**Excerpted text:**
When you have diarrhoea you lose water, and salts. The best way to treat you is to replace these, orally if at all possible (and intravenously if that is not enough). For oral rehydration the World Health Organisation defines Oral Rehydration Solutions, and most manufactured (packet) formulae follow these.  The basic points are that they contain salts, and also sugars. This is because you need to replace the lost salts, and salt and sugar are absorbed together in the small intestine via linked transport (“co-transport” is the technical term) of sodium ions and glucose into your intestinal epithelial cells. [Sucrose, table sugar, can be used since it is rapidly broken down into glucose and fructose].

Since severe diarrhoeal disease means that you lose not just water, but also sodium, potassium and chloride ions, the rehydration formulae contain not only NaCl (sodium chloride) but also potassium chloride (KCl). Some versions contain bicarbonate too, since diarrhoea also leads to the loss of bicarbonate ions.   More fascinating stuff about diarrhoea and oral rehydration therapy at Wikipedia.

In emergency settings, simpler “homemade” versions are also used. Perhaps the most famous is:

– one level teaspoon of salt
– eight level teaspoons of sugar

– dissolved in one litre of clean drinking water, or water that has been boiled for 10 minutes and then cooled.

This simple recipe has saved innumerable lives – some estimate as many as fifty million in the last three decades. It is particularly important for children under five who are at increased risk from diarrhoeal disease – the second leading infectious killer of under-fives worldwide.   As Ben Goldacre says, behold the power of ideas, and the scientific principles on which these ideas are based.

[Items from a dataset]
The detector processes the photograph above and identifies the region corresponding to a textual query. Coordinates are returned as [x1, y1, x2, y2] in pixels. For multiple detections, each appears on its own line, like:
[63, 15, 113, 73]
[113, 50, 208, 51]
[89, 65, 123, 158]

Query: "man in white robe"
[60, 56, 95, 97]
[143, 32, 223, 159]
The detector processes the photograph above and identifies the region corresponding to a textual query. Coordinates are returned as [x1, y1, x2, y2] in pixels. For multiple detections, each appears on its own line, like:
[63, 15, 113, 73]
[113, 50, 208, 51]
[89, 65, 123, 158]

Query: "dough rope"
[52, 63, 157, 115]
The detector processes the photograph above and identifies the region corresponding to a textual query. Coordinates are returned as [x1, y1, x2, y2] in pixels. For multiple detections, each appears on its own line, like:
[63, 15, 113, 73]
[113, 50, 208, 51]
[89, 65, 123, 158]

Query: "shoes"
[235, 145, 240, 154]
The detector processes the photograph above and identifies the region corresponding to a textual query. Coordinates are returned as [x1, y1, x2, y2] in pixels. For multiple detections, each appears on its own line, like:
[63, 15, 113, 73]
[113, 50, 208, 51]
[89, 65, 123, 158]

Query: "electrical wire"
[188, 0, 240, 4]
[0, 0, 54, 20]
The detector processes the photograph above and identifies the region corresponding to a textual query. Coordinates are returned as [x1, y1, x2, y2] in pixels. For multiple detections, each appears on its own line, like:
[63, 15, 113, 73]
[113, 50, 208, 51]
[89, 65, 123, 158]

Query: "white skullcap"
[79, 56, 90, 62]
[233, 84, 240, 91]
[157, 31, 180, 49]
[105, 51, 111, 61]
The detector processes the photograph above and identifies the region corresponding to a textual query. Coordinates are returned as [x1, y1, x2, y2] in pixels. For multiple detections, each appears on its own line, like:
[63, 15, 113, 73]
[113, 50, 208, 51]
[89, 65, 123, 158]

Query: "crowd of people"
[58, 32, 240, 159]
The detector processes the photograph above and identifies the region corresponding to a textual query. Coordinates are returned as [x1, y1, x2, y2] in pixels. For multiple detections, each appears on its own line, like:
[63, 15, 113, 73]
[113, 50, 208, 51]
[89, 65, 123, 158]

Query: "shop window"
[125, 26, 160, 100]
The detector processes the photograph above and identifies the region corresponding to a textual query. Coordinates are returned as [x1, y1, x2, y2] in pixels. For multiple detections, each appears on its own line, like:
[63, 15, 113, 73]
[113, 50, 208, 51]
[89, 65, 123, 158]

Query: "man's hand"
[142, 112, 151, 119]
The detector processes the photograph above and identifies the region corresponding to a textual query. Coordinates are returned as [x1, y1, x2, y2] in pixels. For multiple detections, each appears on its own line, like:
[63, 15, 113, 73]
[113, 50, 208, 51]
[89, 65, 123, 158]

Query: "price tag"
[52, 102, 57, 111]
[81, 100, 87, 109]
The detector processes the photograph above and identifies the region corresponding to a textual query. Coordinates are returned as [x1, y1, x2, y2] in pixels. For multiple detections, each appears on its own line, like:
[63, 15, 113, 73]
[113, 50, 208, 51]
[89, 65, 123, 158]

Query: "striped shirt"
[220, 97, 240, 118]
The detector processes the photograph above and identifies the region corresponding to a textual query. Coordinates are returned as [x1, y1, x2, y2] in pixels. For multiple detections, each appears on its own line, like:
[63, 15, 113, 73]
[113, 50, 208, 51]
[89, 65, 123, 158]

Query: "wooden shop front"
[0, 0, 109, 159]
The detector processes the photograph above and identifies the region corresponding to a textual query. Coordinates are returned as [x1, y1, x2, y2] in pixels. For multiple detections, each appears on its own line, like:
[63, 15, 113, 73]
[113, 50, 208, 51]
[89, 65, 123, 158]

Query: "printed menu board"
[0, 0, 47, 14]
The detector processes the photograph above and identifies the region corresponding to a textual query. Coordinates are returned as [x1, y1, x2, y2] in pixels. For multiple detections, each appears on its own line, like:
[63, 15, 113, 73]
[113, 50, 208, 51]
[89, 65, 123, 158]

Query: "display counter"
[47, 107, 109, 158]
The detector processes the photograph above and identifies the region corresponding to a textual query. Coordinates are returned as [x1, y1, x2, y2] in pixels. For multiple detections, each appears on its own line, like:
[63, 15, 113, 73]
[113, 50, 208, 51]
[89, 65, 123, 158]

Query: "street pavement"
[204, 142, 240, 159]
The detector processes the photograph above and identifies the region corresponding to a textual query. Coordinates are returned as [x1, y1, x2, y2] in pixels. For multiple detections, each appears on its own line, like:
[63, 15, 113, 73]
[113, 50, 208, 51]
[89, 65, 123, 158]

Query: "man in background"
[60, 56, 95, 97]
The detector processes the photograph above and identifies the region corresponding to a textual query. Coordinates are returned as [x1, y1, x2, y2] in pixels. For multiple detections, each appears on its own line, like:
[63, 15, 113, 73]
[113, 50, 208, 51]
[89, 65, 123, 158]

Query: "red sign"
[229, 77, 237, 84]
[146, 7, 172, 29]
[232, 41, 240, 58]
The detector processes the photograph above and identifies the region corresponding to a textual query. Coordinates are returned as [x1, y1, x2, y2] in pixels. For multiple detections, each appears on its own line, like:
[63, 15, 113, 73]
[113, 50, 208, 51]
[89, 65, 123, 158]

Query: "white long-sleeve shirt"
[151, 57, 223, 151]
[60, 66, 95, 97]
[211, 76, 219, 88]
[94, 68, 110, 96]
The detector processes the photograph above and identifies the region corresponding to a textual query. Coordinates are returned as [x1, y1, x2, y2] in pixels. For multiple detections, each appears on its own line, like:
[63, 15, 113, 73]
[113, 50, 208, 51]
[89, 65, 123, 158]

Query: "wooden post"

**Work request 1:** Quote the oral rehydration excerpt word for word. Begin at the words that contain "This simple recipe", and stop after "ideas are based.".
**Work request 2:**
Answer these questions from the oral rehydration excerpt:
(a) Besides sodium chloride, which salt do the rehydration formulae contain?
(b) In the homemade recipe, for how long should the water be boiled if it is not clean drinking water?
(c) How does the excerpt rank diarrheal disease as a killer of under-fives worldwide?
**Work request 3:** Rewrite the paragraph of the oral rehydration excerpt that begins "When you have diarrhoea" as a short bulleted list that keeps its main facts.

**Answer 1:**
This simple recipe has saved innumerable lives – some estimate as many as fifty million in the last three decades. It is particularly important for children under five who are at increased risk from diarrhoeal disease – the second leading infectious killer of under-fives worldwide.   As Ben Goldacre says, behold the power of ideas, and the scientific principles on which these ideas are based.

**Answer 2:**
(a) Potassium chloride (KCl).
(b) 10 minutes.
(c) It is the second leading infectious killer of under-fives worldwide.

**Answer 3:**
- Diarrhea causes a loss of water and salts. The best treatment replaces them orally if possible, or intravenously if that is not enough.
- The World Health Organization defines Oral Rehydration Solutions, and most manufactured packet formulae follow them.
- These solutions contain both salts and sugars. Sodium ions and glucose are absorbed together in the small intestine by co-transport into intestinal epithelial cells.
- Sucrose (table sugar) can be used because it is rapidly broken down into glucose and fructose.